- **EXTRAIT DU DOCUMENT**:
# # # # #

Non. Tout le reste ne sera plus qu’une succession de sketchs un peu désolants, perclus de monstres numériques courant comme des mongols, d’images déformées censées faire peur, de ratages de mise en scène (plus ça va vite et plus on croit créer du rythme, où est passée la lenteur, le cinéma ?), d’idées vues et revues (le clown, autrefois candide / monstrueux, n’est plus qu’une caricature, bête, grasse, boursouflée), de neuneuserie sentimentale d’une connerie monumentale, de revival grotesque 80’s (la décennie de la honte) pour crétins mélancoliques d’une époque qu’ils n’ont pas connue.

# # # # #

- **DONNÉES DE TRAVAIL**:
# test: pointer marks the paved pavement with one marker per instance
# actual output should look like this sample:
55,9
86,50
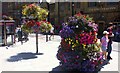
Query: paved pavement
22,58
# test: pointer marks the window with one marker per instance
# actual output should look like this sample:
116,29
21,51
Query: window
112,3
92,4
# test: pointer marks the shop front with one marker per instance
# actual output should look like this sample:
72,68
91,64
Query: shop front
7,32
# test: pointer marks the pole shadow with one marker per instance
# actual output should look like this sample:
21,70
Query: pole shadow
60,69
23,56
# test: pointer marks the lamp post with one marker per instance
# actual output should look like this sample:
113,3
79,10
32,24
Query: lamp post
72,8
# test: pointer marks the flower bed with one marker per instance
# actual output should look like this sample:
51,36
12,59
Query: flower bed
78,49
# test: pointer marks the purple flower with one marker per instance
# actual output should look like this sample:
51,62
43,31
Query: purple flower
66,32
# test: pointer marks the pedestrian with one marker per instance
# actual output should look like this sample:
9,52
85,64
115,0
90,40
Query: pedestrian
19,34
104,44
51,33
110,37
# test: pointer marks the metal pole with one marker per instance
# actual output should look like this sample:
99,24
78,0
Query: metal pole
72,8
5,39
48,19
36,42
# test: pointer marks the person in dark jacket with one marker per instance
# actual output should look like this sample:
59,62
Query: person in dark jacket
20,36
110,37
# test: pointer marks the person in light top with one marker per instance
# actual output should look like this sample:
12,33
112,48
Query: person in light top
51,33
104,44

# # # # #

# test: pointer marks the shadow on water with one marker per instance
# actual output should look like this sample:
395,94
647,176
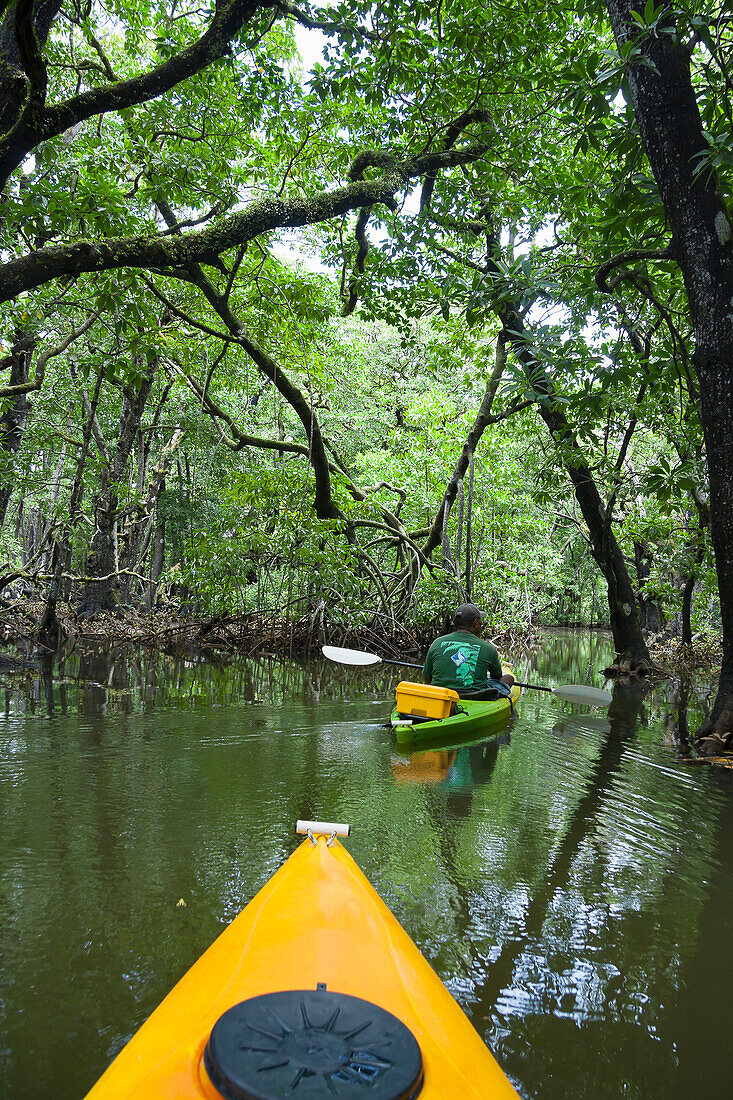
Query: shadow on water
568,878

# # # # #

- **CONSIGNES DE TRAVAIL**:
(1) Recopiez l'extrait de critique en commençant à « Non. Tout le » et en terminant à « n’ont pas connue. ».
(2) Repérez toutes les lignes des enregistrements qui contiennent la chaîne « flower » en respectant la casse, puis recopiez-les.
L'extrait de critique et les enregistrements proviennent de sources distinctes.

- **CORRIGÉS**:
(1)
Non. Tout le reste ne sera plus qu’une succession de sketchs un peu désolants, perclus de monstres numériques courant comme des mongols, d’images déformées censées faire peur, de ratages de mise en scène (plus ça va vite et plus on croit créer du rythme, où est passée la lenteur, le cinéma ?), d’idées vues et revues (le clown, autrefois candide / monstrueux, n’est plus qu’une caricature, bête, grasse, boursouflée), de neuneuserie sentimentale d’une connerie monumentale, de revival grotesque 80’s (la décennie de la honte) pour crétins mélancoliques d’une époque qu’ils n’ont pas connue.

(2)
# test: pointer marks the flower bed with one marker per instance
Query: flower bed
# test: pointer marks the purple flower with one marker per instance
Query: purple flower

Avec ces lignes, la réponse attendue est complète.